═══ RECORDS TO USE

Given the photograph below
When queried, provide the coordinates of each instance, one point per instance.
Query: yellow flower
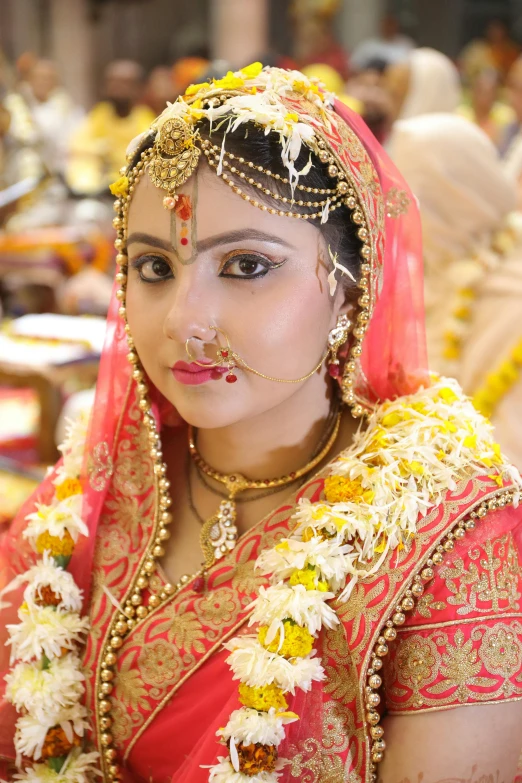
(253, 70)
(68, 488)
(120, 187)
(229, 82)
(308, 577)
(447, 394)
(195, 88)
(298, 641)
(338, 489)
(262, 698)
(55, 545)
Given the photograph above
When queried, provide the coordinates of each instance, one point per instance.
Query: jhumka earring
(336, 338)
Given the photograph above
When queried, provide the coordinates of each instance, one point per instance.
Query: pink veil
(393, 362)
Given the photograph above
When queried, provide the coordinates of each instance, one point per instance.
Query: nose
(190, 315)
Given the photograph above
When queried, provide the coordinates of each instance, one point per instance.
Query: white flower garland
(413, 451)
(46, 682)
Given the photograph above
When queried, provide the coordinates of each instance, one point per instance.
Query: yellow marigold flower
(262, 698)
(192, 89)
(308, 577)
(463, 313)
(308, 534)
(229, 82)
(120, 187)
(67, 489)
(338, 489)
(298, 641)
(447, 394)
(252, 70)
(517, 353)
(55, 545)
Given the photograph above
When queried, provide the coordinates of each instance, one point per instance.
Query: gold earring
(336, 338)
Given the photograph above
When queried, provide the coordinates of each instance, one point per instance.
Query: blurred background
(80, 78)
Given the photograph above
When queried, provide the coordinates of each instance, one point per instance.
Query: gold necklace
(219, 533)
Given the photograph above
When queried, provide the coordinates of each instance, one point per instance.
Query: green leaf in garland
(56, 763)
(62, 560)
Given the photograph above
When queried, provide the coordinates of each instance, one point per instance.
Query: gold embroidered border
(463, 621)
(454, 706)
(392, 608)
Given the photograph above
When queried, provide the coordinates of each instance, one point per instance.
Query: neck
(276, 441)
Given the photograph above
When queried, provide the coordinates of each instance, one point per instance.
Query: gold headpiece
(175, 156)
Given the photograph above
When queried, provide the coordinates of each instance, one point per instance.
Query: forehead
(218, 210)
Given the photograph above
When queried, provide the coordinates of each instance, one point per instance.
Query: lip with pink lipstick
(194, 374)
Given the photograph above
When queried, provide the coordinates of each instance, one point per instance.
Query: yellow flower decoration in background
(253, 70)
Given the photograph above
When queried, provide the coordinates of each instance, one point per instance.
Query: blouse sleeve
(463, 642)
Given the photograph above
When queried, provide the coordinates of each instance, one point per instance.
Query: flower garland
(414, 450)
(46, 682)
(499, 382)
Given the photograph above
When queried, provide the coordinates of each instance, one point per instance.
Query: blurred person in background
(188, 70)
(485, 109)
(511, 144)
(159, 89)
(425, 83)
(472, 235)
(314, 35)
(496, 50)
(54, 113)
(99, 144)
(389, 47)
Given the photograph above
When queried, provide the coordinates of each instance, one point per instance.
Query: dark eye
(246, 265)
(152, 269)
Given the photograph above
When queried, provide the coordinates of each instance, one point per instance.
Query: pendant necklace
(219, 533)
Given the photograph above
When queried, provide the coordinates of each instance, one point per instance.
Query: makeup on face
(192, 374)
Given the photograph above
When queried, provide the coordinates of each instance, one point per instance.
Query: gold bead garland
(406, 604)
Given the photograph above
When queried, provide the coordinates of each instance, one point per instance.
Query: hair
(264, 149)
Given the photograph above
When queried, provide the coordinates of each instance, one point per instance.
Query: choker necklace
(219, 533)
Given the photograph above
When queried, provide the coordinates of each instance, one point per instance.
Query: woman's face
(260, 278)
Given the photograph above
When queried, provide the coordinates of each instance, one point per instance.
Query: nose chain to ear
(227, 357)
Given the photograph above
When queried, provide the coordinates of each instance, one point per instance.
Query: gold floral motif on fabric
(397, 203)
(487, 581)
(463, 662)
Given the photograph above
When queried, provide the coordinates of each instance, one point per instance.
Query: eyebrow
(226, 238)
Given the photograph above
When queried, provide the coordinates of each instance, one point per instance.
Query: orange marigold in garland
(55, 545)
(256, 758)
(47, 597)
(67, 489)
(56, 743)
(298, 641)
(338, 489)
(262, 698)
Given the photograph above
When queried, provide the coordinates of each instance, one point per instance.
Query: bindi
(183, 227)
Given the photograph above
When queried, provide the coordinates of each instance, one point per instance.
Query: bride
(279, 549)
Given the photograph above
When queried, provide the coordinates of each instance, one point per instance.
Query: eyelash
(139, 263)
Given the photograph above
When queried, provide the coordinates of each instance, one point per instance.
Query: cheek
(291, 321)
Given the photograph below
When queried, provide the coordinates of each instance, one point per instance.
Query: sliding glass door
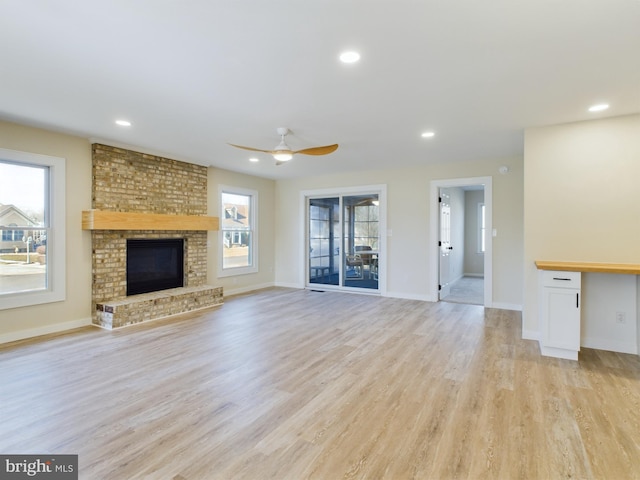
(324, 240)
(344, 241)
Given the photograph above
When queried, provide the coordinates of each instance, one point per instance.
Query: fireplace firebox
(154, 264)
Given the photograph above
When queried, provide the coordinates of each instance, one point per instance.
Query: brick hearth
(127, 181)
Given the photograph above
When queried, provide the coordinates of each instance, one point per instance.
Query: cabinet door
(562, 309)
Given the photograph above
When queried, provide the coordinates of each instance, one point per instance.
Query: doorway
(461, 237)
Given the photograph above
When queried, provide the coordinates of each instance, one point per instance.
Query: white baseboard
(610, 345)
(410, 296)
(289, 285)
(507, 306)
(46, 330)
(251, 288)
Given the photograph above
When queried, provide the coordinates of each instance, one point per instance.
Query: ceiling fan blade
(318, 150)
(251, 148)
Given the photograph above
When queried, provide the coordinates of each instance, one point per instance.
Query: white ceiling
(194, 75)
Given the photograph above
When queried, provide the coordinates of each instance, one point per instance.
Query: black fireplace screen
(154, 264)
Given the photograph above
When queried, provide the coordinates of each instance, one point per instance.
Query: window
(238, 236)
(32, 214)
(481, 228)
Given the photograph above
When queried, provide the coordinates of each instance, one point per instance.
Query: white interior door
(445, 244)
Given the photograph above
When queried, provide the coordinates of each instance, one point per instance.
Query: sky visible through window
(23, 186)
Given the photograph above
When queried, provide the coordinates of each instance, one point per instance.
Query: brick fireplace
(132, 182)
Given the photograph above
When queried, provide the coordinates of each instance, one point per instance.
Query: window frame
(253, 232)
(55, 225)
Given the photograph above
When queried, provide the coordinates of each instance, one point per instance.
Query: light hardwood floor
(293, 384)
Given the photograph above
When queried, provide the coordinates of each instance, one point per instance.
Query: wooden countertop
(628, 268)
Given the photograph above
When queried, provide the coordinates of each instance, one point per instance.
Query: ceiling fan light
(283, 156)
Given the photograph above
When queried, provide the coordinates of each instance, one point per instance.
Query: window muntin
(238, 231)
(32, 264)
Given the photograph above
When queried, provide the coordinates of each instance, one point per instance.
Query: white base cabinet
(560, 313)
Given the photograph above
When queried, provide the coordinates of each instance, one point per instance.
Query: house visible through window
(238, 231)
(31, 246)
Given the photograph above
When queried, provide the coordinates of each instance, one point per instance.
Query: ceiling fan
(283, 153)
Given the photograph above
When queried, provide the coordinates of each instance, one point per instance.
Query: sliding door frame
(305, 195)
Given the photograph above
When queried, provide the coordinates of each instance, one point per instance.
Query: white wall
(582, 203)
(408, 219)
(265, 277)
(75, 310)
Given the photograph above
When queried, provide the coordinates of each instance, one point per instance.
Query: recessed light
(599, 107)
(349, 57)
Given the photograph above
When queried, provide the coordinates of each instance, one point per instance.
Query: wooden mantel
(105, 220)
(628, 268)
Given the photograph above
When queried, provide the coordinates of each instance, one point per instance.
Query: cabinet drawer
(553, 278)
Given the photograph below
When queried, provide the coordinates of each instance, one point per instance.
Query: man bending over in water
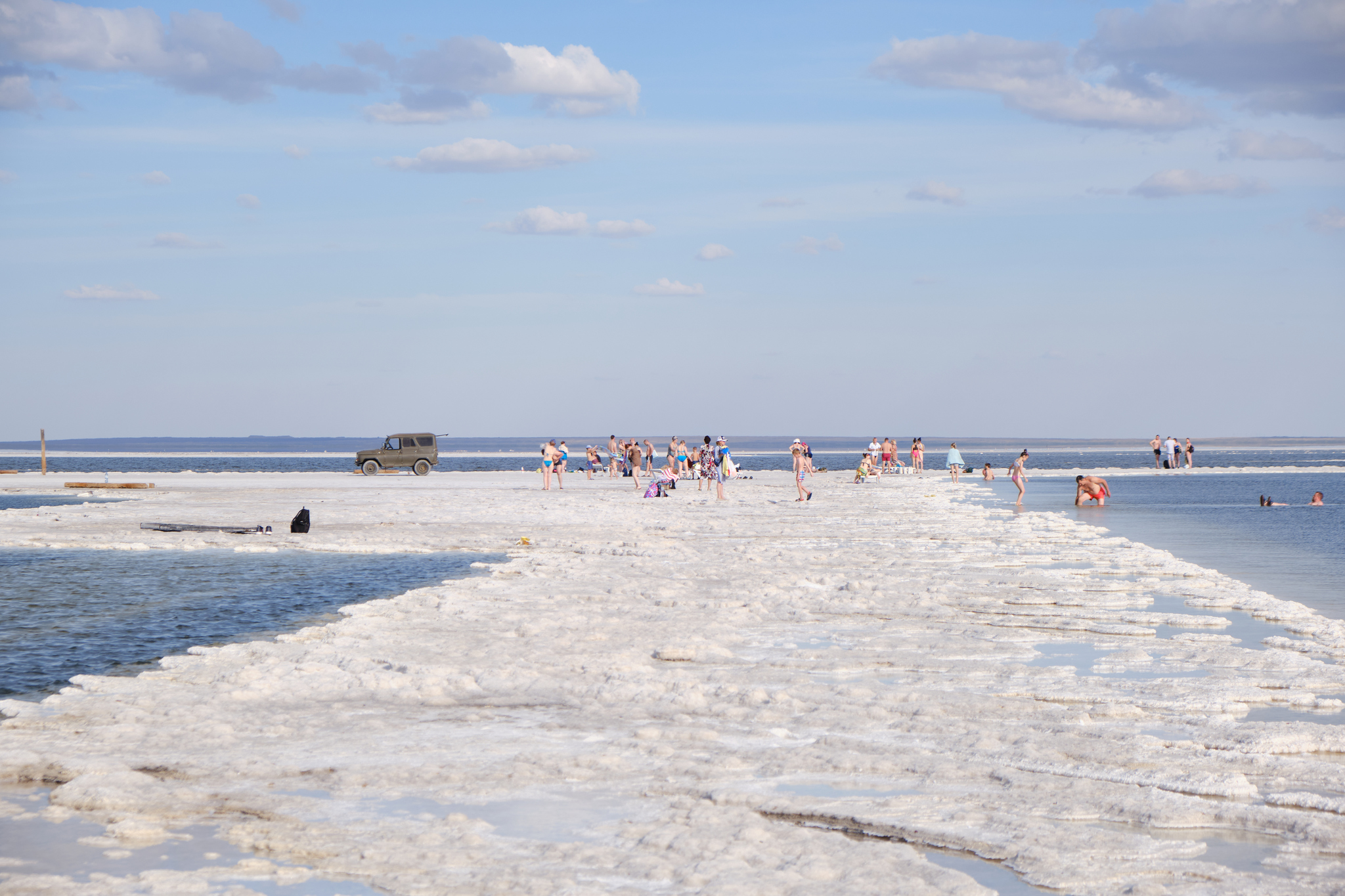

══════

**CHALLENGE**
Please count the lines in the records above that contain the string "frame" and reply with only that number. Case matters.

**ANSWER TO THE EXERCISE**
2